Pick up the review of Billy Lynn's Long Halftime Walk after its last sentence and carry it on.
### Passage provided
Tending to squeamishness as I do, I don’t often read novels about war unless they’re written with a generous dose of humor. Oh, I’ll admit to having read Stephen Crane’s The Red Badge of Courage, Erich Maria Remarque’s All Quiet on the Western Front, Norman Mailer’s The Naked and the Dead, and a few other classics I remember less vividly, but that was all long ago. More recently, I’ve read and reviewed only Kill Anything That Moves, by Nick Turse, and The Outpost, by Jake Tapper. The war novels I truly cherish and have even been known to re-read are . . . well, anti-war novels, not to put too fine an edge on it. Joseph Heller’s Catch-22, Richard Hooker’s MASH, and Kurt Vonnegut’s Slaughterhouse 5 are all dead serious, of course, but they’re also hilarious from time to time (and Catch-22 nearly nonstop so). I generally find it difficult to deal with the grim side of war without a little help.

Billy Lynn’s Long Halftime Walk fits very neatly into this latter category. It’s a funny book, beautifully written, and I suspect it conveys about as well as any humorless treatment a sense of the war in Iraq from the perspective of the Americans who fought it face to face with insurgents. It was no surprise to me when I learned after finishing the book that it had won the 2013 National Book Critics Circle Award and was a finalist for the 2012 National Book Award for Fiction. It’s that good.

Billy Lynn is a certified, true-blue, red-blooded American hero, one of eight surviving soldiers in a ten-man squad that engaged a large band of Iraqi insurgents in a deadly firefight. One of the two lifers in the squad, a sergeant Billy idolized, was shot, then grabbed and dragged away by two insurgents. Witnessing this terrible scene, Billy instantly, unthinkingly, leapt into the line of fire, shot and killed the sergeant’s two captors while dodging a barrage of bullets, and then proceeded to kill many of the other enemy fighters with one hand while he tended to the gravely wounded man with his other, finally cradling him in his lap as he died.
######
### Supplied information
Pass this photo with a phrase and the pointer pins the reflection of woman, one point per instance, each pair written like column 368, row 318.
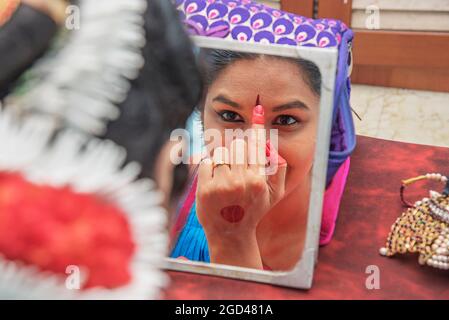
######
* **Exercise response**
Clearly, events like this, though uncommon, were not unheard-of in the Iraq war — but this show of heroism was unique: it was captured on video by a Fox News camera team embedded with a neighboring squad and quickly found its way onto every TV, computer, tablet, and smartphone in America. Suddenly, Billy and his squad — erroneously dubbed “Bravo Squad” by reporters — are national heroes. Two, including Billy, received Silver Stars (though Billy’s commanding officer had recommended him for the Medal of Honor). Donald Rumsfeld’s Army, never slow to notice the possibility of a PR coup, yanks the squad out of Iraq and puts them on a multi-city “Victory Tour” all across the United States. Billy Lynn’s Long Halftime Walk tells the tale of the last couple of days of the Bravos’ tour, as they rush through a series of grueling appearances on Thanksgiving Day — prior to returning to Iraq to complete the eleven months left on their tours of duty.

Much of the story revolves around Billy’s interaction with the folks at home, and here’s where Ben Fountain shows his stuff and lays bare his feelings: “All the fakeness just rolls right off them, maybe because the nonstop sales job of American life has instilled in them exceptionally high thresholds for sham, puff, spin, bullshit, and outright lies, in other words for advertising in all its forms. Billy himself never noticed how fake it all is until he’d done time in a combat zone.”

Billy is nineteen years old, a native of small-town Stovall, Texas, and the rest of the Bravos hail from other towns throughout the broad sweep of the American South, from North Carolina to Arizona. They’re white, black, and brown. They’re real.

Ben Fountain has written one previous novel and a slew of short stories and nonfiction pieces for a long list of prestigious publications. He has won an arm’s length of awards for his literary work.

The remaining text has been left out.